> _PROBLEM STATEMENT_
List every line of the data below that contains the word "visible", matching case exactly.

> _DATA PROVIDED_
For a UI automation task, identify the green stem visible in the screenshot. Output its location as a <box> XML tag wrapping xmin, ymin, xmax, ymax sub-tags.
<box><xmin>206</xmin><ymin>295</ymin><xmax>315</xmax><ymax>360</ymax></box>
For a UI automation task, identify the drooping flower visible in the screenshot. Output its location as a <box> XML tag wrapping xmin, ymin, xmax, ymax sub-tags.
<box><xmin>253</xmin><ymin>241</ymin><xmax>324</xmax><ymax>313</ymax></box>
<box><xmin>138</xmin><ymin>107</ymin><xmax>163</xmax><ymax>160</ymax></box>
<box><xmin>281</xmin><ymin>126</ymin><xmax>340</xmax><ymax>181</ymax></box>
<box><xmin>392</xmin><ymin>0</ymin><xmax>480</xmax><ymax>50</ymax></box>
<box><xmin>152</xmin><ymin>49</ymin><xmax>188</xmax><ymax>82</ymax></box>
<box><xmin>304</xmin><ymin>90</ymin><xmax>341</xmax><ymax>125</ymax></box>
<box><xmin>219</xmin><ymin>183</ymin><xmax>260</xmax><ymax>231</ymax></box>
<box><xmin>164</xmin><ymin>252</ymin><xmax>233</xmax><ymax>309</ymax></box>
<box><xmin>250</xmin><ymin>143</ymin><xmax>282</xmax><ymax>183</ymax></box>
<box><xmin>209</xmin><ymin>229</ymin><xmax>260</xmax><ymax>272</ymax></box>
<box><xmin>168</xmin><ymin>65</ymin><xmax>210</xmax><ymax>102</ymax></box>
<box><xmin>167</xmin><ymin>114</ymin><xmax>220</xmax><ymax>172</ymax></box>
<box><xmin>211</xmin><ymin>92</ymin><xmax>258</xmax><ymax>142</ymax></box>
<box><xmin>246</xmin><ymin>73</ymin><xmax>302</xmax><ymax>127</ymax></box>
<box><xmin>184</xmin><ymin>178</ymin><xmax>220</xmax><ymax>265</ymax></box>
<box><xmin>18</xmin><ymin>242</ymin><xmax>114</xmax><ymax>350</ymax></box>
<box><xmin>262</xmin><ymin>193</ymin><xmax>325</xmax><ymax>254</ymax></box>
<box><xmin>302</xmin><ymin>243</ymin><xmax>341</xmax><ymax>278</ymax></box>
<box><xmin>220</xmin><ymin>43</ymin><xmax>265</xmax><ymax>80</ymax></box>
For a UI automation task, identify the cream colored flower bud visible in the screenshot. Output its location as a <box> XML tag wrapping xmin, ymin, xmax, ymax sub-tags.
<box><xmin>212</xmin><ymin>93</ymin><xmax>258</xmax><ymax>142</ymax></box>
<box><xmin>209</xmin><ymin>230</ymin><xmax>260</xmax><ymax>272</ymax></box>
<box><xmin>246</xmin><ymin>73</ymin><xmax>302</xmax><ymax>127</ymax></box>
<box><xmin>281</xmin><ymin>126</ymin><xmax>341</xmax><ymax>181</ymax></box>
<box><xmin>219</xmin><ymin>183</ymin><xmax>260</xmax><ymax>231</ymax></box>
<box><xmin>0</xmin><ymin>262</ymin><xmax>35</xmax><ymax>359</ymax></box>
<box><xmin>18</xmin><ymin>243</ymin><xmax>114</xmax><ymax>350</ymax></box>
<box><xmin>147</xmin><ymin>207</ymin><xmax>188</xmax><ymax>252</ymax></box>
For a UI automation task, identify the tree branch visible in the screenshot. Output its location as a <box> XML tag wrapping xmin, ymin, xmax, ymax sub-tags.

> _FULL RESPONSE_
For a UI automation task, identify the green stem visible in the screenshot. Output its location as a <box> XML tag wrapping xmin, ymin, xmax, ymax sub-tags.
For a UI automation task, identify the drooping flower visible in the screenshot. Output its location as a <box> XML tag wrapping xmin, ymin, xmax, ymax sub-tags.
For a UI automation task, identify the cream colored flower bud visible in the screenshot. Output its location as a <box> XML tag wrapping xmin, ymin, xmax, ymax sub-tags.
For a UI automation task, identify the tree branch visible in the screenshot. Output its location as a <box> XML tag wrapping xmin, ymin, xmax, ymax sub-tags.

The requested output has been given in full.